PROBLEM STATEMENT - Filter the records for lines holding the string "target".

····················

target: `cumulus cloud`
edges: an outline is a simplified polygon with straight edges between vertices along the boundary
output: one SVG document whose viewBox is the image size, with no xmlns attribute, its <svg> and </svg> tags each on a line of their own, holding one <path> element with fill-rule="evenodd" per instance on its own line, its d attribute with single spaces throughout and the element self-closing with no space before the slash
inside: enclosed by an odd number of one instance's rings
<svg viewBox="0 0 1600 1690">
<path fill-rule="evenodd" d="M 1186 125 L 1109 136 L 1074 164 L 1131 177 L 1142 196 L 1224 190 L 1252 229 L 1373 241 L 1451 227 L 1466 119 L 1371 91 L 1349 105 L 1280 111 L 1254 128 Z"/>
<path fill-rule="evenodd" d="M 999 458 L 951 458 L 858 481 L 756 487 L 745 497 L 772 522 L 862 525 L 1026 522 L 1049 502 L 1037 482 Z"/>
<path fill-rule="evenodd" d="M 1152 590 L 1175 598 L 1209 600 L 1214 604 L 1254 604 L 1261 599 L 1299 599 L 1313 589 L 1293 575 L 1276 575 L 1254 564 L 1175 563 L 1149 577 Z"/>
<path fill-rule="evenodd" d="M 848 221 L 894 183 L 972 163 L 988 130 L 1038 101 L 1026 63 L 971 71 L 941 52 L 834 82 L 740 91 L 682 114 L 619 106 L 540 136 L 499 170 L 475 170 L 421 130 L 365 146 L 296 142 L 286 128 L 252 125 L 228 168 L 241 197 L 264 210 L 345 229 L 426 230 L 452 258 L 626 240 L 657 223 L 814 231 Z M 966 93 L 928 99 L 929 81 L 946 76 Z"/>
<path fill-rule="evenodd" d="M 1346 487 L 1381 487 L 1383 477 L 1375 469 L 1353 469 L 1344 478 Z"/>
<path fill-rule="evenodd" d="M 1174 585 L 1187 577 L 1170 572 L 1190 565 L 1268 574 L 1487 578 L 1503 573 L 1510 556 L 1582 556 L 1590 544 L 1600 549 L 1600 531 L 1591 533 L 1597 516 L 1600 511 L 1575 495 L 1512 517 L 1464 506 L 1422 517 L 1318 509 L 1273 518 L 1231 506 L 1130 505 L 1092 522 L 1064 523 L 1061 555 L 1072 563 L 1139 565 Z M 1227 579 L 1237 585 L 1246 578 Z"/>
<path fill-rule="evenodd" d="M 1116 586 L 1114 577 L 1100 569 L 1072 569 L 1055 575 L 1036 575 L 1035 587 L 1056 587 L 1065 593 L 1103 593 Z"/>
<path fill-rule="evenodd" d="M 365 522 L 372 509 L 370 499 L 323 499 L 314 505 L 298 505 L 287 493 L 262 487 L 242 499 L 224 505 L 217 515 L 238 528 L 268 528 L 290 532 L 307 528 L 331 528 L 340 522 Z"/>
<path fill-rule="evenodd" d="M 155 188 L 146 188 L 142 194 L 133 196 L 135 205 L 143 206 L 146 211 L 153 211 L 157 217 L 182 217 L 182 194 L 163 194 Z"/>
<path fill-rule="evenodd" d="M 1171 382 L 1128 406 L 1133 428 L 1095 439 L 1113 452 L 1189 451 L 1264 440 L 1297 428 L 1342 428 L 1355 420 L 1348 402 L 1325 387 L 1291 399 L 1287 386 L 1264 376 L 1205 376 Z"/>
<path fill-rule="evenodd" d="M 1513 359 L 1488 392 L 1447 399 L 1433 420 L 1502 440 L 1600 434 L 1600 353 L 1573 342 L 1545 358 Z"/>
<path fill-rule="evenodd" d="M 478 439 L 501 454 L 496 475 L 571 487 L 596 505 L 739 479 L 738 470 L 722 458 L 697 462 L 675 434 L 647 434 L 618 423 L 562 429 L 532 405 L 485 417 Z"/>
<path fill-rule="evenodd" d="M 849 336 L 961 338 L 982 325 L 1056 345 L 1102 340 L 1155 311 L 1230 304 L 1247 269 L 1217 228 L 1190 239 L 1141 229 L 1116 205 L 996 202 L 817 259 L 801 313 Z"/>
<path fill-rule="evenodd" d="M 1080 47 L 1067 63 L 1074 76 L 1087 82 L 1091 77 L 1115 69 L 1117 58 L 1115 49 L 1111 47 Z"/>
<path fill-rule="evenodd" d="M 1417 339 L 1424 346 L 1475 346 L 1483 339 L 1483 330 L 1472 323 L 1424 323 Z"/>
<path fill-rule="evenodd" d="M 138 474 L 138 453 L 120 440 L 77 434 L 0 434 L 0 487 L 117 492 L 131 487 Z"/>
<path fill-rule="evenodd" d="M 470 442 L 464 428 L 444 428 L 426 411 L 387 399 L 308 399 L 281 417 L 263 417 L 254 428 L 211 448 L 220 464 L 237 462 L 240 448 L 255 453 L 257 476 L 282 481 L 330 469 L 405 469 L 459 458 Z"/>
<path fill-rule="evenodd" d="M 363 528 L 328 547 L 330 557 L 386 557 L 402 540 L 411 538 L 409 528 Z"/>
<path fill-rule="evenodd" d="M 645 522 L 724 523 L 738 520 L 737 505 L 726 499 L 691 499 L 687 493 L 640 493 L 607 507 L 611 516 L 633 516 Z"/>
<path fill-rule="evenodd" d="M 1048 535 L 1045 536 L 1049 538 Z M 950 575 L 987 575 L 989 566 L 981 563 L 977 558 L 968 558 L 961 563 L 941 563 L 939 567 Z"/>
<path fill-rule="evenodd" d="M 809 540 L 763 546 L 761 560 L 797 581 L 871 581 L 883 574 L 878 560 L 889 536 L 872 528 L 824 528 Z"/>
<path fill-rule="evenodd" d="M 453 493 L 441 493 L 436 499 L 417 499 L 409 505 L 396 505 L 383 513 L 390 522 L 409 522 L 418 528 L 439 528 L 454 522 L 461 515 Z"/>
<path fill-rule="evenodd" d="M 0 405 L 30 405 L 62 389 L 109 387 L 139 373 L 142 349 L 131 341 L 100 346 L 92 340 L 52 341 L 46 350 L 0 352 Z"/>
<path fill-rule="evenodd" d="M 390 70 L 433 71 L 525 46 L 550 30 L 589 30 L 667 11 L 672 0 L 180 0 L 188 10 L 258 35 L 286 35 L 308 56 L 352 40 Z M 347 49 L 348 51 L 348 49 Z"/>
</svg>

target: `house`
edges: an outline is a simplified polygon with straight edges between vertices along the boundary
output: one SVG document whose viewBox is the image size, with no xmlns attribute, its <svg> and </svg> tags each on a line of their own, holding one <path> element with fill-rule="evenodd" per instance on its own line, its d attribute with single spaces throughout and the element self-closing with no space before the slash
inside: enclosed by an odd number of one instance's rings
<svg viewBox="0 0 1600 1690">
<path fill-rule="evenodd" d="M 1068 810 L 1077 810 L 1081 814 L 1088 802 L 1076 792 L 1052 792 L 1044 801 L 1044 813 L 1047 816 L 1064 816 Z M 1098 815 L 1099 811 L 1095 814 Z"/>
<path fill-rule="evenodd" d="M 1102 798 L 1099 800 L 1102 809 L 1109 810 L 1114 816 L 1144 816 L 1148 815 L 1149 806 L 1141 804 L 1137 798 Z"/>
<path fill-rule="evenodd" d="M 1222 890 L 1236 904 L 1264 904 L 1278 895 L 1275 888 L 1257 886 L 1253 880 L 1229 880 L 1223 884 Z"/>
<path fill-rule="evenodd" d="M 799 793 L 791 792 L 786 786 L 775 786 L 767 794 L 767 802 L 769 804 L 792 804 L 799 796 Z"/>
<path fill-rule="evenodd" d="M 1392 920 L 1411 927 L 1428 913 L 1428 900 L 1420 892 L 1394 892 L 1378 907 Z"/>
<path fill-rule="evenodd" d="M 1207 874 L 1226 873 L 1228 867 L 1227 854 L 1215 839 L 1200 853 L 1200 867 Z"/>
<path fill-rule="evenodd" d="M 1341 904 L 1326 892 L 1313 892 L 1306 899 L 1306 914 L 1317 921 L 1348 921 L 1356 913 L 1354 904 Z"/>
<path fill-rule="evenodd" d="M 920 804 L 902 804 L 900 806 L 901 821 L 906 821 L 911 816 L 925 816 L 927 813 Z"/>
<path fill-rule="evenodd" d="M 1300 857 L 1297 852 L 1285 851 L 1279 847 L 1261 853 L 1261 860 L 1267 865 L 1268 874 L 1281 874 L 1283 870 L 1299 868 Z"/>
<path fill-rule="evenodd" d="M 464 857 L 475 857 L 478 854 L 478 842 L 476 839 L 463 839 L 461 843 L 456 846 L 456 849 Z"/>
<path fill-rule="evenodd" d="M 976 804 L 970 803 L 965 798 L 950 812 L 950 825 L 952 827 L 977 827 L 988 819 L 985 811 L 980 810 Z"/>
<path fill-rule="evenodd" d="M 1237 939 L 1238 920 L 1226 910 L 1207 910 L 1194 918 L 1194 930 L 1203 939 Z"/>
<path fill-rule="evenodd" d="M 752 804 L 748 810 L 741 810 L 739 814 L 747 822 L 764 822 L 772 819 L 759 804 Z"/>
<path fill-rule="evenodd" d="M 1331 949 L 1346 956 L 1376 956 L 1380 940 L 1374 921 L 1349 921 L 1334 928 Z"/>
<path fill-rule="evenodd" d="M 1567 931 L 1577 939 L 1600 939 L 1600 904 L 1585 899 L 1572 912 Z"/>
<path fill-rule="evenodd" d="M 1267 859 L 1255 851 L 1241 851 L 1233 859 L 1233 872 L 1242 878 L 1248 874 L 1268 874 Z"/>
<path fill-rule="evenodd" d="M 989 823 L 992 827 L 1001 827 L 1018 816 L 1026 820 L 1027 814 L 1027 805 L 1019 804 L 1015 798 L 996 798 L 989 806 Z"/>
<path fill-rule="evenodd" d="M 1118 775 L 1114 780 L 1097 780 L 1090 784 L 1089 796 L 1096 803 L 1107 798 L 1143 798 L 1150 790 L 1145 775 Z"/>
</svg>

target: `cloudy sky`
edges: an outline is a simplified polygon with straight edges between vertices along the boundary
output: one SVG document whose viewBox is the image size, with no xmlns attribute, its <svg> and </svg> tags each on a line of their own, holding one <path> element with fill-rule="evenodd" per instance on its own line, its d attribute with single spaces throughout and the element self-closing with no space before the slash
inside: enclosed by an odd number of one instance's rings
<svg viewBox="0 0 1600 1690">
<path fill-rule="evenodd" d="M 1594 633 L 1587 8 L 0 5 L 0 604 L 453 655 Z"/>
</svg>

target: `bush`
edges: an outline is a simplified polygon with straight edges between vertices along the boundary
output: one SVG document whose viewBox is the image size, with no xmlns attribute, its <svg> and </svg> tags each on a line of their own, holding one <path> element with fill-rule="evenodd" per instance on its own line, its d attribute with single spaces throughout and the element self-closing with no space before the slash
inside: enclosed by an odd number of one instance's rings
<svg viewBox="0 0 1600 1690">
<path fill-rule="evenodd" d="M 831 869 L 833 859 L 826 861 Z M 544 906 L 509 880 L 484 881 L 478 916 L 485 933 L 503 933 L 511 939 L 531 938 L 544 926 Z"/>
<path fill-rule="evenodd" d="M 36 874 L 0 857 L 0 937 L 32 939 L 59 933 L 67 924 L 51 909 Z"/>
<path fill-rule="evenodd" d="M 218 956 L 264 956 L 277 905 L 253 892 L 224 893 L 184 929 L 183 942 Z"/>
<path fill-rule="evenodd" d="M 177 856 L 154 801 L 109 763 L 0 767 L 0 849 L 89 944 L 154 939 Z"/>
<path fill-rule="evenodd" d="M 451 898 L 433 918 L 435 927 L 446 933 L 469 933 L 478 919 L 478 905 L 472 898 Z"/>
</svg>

····················

SOLUTION TO THIS PROBLEM -
target: `cumulus cloud`
target: `house`
target: `cloudy sky`
target: `bush`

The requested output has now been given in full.